>>>

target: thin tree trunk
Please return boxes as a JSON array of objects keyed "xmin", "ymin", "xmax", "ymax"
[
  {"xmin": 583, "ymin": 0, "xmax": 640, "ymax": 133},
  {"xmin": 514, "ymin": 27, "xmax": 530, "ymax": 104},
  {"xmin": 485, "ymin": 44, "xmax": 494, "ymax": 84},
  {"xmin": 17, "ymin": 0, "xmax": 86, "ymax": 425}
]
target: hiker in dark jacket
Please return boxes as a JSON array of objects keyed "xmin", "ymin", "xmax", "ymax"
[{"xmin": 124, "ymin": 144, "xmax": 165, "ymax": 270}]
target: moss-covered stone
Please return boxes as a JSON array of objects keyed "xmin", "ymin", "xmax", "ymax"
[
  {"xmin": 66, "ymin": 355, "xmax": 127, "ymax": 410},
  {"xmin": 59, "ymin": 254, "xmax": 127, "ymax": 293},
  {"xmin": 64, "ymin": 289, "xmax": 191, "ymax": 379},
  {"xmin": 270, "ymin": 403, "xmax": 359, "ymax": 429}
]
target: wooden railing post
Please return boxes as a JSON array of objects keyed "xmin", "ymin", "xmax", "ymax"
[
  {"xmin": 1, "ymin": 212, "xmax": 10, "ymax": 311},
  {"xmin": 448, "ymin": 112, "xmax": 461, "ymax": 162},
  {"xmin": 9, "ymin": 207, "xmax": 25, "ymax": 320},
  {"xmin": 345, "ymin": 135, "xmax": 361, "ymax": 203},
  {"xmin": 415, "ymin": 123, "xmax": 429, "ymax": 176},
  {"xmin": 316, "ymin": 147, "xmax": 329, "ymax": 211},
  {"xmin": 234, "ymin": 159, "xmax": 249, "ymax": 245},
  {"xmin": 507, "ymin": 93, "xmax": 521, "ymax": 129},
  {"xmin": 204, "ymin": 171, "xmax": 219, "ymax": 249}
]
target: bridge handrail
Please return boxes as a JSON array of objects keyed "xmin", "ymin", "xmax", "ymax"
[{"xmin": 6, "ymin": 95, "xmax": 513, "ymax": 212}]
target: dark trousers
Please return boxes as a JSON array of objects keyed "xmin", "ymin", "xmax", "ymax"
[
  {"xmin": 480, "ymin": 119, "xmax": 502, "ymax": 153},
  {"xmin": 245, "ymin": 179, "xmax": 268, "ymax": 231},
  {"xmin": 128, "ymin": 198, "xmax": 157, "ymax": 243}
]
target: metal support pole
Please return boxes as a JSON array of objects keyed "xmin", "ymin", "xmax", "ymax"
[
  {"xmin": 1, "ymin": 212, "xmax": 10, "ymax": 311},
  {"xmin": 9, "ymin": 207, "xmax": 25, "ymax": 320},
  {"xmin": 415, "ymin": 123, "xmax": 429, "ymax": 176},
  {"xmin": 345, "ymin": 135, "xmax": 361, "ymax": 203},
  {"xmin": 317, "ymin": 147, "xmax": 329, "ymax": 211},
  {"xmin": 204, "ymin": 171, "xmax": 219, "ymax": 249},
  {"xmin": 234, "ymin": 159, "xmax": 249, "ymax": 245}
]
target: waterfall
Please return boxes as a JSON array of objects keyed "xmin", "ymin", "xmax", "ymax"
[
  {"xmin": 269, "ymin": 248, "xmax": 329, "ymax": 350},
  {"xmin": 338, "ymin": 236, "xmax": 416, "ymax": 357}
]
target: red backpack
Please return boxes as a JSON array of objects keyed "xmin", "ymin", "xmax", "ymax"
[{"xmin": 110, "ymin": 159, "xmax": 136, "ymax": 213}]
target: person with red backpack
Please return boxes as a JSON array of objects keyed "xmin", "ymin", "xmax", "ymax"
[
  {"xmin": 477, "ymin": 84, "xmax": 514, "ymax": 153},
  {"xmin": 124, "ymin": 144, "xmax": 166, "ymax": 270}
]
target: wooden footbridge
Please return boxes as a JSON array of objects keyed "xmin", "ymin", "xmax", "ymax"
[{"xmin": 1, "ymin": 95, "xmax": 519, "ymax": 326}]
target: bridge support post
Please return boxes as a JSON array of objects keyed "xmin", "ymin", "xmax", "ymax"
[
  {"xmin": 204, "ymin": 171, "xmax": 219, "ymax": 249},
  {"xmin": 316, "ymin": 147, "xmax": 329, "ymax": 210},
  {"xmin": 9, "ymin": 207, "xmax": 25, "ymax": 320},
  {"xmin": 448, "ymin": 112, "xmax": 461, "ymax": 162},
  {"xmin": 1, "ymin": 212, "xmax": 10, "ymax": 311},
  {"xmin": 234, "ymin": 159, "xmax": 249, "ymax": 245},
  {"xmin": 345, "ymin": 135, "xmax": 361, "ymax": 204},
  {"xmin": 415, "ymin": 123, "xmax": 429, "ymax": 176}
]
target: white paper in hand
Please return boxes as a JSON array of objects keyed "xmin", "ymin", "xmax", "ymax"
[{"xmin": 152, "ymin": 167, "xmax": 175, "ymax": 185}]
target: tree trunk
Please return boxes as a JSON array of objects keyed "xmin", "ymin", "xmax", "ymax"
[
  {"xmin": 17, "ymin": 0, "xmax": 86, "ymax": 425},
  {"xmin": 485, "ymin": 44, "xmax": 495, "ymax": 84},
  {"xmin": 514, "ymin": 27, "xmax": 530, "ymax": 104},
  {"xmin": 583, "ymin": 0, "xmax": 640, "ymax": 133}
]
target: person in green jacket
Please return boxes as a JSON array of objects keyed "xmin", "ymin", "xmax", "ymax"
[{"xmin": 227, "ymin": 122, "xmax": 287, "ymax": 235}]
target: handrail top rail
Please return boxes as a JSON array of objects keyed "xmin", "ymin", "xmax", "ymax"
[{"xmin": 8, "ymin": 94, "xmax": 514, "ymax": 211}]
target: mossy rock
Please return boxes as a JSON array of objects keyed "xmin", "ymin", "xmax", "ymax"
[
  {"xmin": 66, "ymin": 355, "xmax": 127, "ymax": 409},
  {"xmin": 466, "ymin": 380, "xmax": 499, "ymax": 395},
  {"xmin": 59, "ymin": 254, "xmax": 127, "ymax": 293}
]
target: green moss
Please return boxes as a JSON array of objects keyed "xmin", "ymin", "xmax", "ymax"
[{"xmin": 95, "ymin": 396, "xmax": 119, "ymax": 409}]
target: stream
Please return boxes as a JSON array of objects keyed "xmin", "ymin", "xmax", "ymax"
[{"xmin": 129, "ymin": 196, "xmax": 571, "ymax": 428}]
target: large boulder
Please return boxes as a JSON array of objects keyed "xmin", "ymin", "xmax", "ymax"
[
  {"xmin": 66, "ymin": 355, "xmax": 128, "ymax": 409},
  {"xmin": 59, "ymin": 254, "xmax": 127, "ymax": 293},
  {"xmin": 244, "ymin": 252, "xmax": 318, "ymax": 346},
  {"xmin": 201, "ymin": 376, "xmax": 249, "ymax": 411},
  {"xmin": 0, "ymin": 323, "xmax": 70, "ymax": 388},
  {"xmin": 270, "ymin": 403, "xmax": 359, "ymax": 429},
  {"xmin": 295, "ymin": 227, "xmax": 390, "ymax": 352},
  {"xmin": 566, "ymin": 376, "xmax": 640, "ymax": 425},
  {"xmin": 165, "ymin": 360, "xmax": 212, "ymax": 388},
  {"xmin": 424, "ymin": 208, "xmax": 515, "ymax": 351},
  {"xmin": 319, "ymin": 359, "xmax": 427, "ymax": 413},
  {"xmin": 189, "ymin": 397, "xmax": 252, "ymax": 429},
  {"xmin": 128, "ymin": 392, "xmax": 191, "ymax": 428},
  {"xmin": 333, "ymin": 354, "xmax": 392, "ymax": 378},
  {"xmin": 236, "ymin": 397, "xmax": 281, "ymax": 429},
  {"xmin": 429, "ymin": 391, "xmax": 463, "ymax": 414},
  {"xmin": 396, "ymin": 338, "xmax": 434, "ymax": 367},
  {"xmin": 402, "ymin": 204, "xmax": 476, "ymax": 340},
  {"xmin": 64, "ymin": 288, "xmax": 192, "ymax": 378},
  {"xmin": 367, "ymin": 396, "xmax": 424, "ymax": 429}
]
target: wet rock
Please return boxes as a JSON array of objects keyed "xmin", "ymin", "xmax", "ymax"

<<<

What to produce: Taking the material above, extract exactly and only the lines from the line with "target: bridge support post" to the line with "target: mossy rock", inclusive of both.

Written solution:
target: bridge support post
Please return boxes as a JSON array of objects keyed "xmin", "ymin", "xmax", "ymax"
[
  {"xmin": 204, "ymin": 171, "xmax": 219, "ymax": 249},
  {"xmin": 316, "ymin": 147, "xmax": 329, "ymax": 210},
  {"xmin": 9, "ymin": 207, "xmax": 25, "ymax": 320},
  {"xmin": 448, "ymin": 112, "xmax": 461, "ymax": 162},
  {"xmin": 1, "ymin": 212, "xmax": 10, "ymax": 311},
  {"xmin": 234, "ymin": 159, "xmax": 249, "ymax": 245},
  {"xmin": 345, "ymin": 135, "xmax": 361, "ymax": 204},
  {"xmin": 415, "ymin": 123, "xmax": 429, "ymax": 176}
]
target: white paper in hand
Please return boxes as a JSON array of objects keyed "xmin", "ymin", "xmax", "ymax"
[{"xmin": 152, "ymin": 167, "xmax": 175, "ymax": 185}]
target: tree trunk
Please return boxes as a JSON array of objects keyed "xmin", "ymin", "xmax", "ymax"
[
  {"xmin": 17, "ymin": 0, "xmax": 86, "ymax": 425},
  {"xmin": 485, "ymin": 44, "xmax": 495, "ymax": 84},
  {"xmin": 514, "ymin": 27, "xmax": 530, "ymax": 104},
  {"xmin": 583, "ymin": 0, "xmax": 640, "ymax": 133}
]
target: person in green jacket
Please return boxes as a JSON array of objects keyed "xmin", "ymin", "xmax", "ymax"
[{"xmin": 227, "ymin": 122, "xmax": 287, "ymax": 235}]
target: handrail top rail
Please return boxes as a JSON array of objects keyed "xmin", "ymin", "xmax", "ymax"
[{"xmin": 8, "ymin": 94, "xmax": 514, "ymax": 211}]
target: mossy rock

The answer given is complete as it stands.